**Texte fourni:**

______

D’ailleurs, tout le monde se retrouve empêtré tôt ou tard dans ce concept flou par nécessité. Comme le gouverneur de Bali Made Mangku Pastika qui a courageusement soutenu le concours de beauté sur son île. Il s’est évidemment félicité de l’impact positif pour Bali d’un tel événement international (par ailleurs juste avant l’APEC !), du boum touristique que cela n’allait pas manquer de créer et des bienfaits économiques pour le peuple de Bali. Et puis, il a dit : « Les participantes et les organisateurs de Miss World ont accepté de se conformer à nos exigences en relation avec l’interdiction du bikini, donc il n’y a aucune raison de continuer à s’opposer à ce concours de beauté de classe mondiale. » Reprend-il à son compte, lui le Balinais, la demande nationale de supprimer le tour en bikini ? Il ajoute encore, en appelant cette fois clairement à la « budaya Bali »  : « Les participantes se comporteront en accord avec la tradition et la culture balinaise. » Et nous de conclure avec malice : si tel était vraiment le cas, l’édition 2013 de Miss World aurait eu une manche seins nus !

Zizis et zézettes en questionnaire à Aceh

Toujours en rapport avec cette relation bizarroïde qu’on entretient ici avec la sexualité, cette info qui vient de la province islamique d’Aceh où on a demandé à des élèves du secondaire, à travers un formulaire très officiel distribué par les professeurs, d’indiquer la taille et la forme de leur sexe. Cette enquête pour le moins surprenante a été menée dans six collèges de Sabang, explique une dépêche de Reuters. Le formulaire contenait des « images réalistes » d’organes sexuels que les collégiens devaient identifier. Ils devaient aussi encadrer l’image la plus proche de leur propre anatomie et répondre à des questions sur leurs rêves sexuels, la menstruation, l’éjaculation nocturne, ou la taille de la poitrine.

Inutile de dire que dans cette partie de l’Indonésie où on applique la charia, cette petite enquête pour le moins saugrenue auprès d’élèves entre 11 et 15 ans a déclenché un tollé général. Le responsable de l’Agence pour l’Education de cette municipalité de 30 000 habitants a affirmé que ce questionnaire avait déjà été distribué l’an dernier mais sans « images réalistes » des organes sexuels et n’avait donc pas suscité d’émoi particulier. Les questions personnelles sur les organes génitaux étaient également une nouveauté de cette année, à l’initiative des responsables locaux de la santé. Ibnu Hamad, un porte-parole du ministère de l’Education, a affirmé que le gouvernement était désolé de cette initiative, affirmant à l’AFP : « Cela n’était absolument pas nécessaire car il n’y a aucune raison de demander aux collégiens la taille de leurs organes génitaux. »

______

(Un bloc de données)
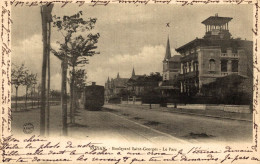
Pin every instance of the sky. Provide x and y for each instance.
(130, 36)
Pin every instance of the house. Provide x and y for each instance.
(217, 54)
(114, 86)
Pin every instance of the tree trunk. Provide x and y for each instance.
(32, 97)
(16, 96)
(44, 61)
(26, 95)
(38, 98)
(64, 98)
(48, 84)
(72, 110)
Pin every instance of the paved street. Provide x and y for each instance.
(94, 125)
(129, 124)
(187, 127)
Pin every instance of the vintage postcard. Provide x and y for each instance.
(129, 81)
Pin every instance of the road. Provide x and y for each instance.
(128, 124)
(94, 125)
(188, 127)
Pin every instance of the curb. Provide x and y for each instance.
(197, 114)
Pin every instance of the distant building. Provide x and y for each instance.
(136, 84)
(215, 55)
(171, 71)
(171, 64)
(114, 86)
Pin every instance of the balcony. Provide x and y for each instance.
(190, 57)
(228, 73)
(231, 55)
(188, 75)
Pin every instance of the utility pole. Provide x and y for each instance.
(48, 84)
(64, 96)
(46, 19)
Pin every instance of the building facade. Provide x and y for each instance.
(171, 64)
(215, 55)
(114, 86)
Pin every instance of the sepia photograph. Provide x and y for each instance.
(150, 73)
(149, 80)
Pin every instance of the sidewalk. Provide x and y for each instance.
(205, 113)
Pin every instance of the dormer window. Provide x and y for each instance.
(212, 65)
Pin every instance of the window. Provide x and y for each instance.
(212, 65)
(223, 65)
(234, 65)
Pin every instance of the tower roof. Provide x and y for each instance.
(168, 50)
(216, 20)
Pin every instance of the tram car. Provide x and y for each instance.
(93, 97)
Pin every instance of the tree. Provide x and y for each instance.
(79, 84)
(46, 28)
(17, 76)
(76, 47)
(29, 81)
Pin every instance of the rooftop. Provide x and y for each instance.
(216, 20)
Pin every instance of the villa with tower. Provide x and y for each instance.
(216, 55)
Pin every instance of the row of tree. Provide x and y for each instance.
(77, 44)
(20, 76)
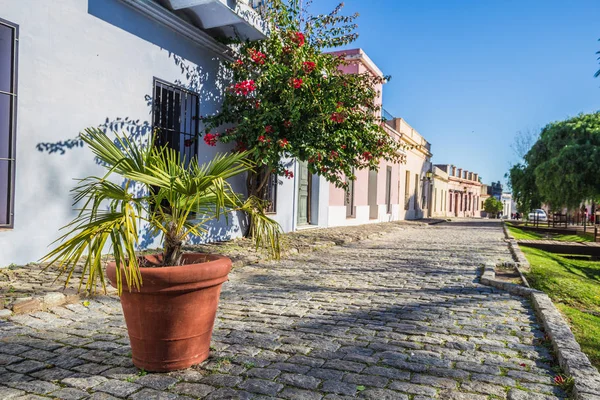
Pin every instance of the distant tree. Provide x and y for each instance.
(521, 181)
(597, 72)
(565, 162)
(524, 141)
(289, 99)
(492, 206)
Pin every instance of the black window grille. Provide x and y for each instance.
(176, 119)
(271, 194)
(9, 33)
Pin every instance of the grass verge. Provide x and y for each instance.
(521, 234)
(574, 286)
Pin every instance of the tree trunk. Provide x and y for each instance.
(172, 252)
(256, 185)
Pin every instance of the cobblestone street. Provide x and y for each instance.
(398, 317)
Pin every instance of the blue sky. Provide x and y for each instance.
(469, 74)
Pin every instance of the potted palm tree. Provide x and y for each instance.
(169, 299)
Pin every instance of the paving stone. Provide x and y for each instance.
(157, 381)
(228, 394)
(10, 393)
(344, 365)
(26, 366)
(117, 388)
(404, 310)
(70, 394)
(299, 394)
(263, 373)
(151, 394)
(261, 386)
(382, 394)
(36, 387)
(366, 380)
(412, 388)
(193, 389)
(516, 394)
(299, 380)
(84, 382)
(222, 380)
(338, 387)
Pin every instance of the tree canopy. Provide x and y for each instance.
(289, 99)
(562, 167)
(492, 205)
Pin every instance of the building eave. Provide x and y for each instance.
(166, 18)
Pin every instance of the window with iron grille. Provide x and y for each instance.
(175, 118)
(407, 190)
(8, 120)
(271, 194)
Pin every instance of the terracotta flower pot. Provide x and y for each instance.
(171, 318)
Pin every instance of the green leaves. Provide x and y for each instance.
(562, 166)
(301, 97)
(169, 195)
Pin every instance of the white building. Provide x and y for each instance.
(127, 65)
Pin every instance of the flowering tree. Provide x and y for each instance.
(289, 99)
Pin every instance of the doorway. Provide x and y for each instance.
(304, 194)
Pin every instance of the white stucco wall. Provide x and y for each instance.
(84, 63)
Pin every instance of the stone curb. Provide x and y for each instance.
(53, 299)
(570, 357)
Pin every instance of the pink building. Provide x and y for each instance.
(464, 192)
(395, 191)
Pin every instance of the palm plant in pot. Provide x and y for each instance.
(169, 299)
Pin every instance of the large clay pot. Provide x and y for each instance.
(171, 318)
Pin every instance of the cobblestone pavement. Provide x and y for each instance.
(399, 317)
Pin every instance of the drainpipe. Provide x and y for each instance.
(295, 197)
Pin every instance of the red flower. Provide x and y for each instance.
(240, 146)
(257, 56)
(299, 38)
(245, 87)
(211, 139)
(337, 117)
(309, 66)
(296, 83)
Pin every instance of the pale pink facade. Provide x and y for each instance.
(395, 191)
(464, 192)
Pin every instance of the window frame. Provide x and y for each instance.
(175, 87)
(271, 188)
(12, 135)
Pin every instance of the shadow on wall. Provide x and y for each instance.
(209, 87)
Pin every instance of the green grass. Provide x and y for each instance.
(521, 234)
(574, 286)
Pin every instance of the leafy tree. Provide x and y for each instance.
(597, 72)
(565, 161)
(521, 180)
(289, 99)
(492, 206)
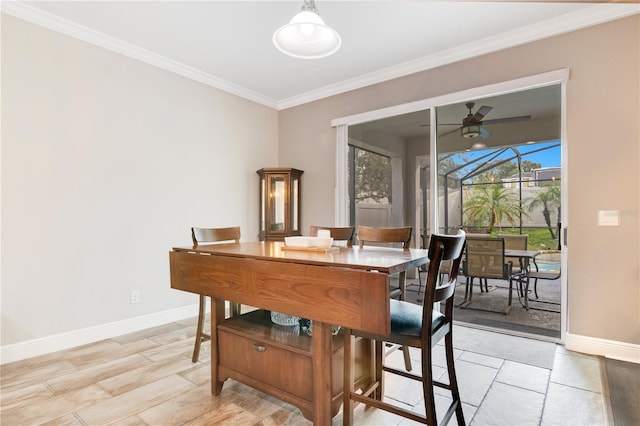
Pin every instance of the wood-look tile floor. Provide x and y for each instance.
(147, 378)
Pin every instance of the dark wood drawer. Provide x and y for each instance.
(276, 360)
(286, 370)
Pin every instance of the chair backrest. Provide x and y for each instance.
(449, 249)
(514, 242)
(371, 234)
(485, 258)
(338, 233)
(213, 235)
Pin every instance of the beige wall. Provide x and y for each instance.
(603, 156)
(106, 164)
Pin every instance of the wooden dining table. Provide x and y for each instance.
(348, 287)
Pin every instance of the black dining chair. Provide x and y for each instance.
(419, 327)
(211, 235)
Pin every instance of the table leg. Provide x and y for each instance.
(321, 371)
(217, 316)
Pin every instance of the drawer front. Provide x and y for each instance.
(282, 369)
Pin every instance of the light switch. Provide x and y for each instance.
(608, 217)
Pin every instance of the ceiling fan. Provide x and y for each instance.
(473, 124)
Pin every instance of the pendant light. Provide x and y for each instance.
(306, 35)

______

**Travail demandé:**
[A] Relevez chaque ligne des enregistrements qui contient la chaîne « wall », en tenant compte de la casse.
[B] Rédigez la suite du texte sur Miss World à Bali et le questionnaire d'Aceh, à partir de sa dernière phrase.
Le texte et les enregistrements n'ont aucun lien entre eux.

**Réponses attendues:**
[A]
Pin every instance of the white stucco wall. Provide x and y for each instance.
Pin every instance of the shadow on wall. Provide x and y for each instance.
Pin every instance of the beige wall. Provide x and y for each instance.

[B]
Dans un bel élan de coordination gouvernementale typiquement indonésienne, le ministère de la Santé s’est lui déclaré en accord total avec cette enquête par la voix de sa directrice du département santé. « L’obligation de mesurer fait partie de l’amélioration du programme national de santé dans les écoles depuis 2010 », a déclaré Jane Supandi. Ce programme doit servir à l’éducation des étudiants sur la reproduction. « Le gouvernement espère qu’à travers la compilation de ces informations sur la taille et la forme des organes génitaux des élèves, cela aidera à détecter des anomalies à un stade précoce », a-t-elle ajouté. Et comme le ministère dispose de très peu de travailleurs sociaux pour examiner les élèves, on a donc demandé aux intéressés de se décrire et de se mesurer eux-mêmes…

Indiana Jones and the Minister of the Lost Face

L’acteur américain Harrison Ford a passé quelques jours en Indonésie pour le tournage d’un documentaire sur la déforestation intitulé « Years of Living Dangerously ». Le héros de la série Indiana Jones a été reçu par plusieurs officiels indonésiens, dont le président SBY et le ministre de la Forêt Zulkifli Hasan. Et le moins que l’on puisse dire, c’est que cela s’est très mal passé avec ce dernier à tel point que le gouvernement a menacé de le déporter, renouant ainsi avec les bonnes vieilles habitudes du passé. Andi Arief, un conseiller de la présidence, a expliqué que l’acteur s’était rendu coupable d’« harcèlement envers les institutions de l’Etat » et d’« attaquer le ministre avec des questions. »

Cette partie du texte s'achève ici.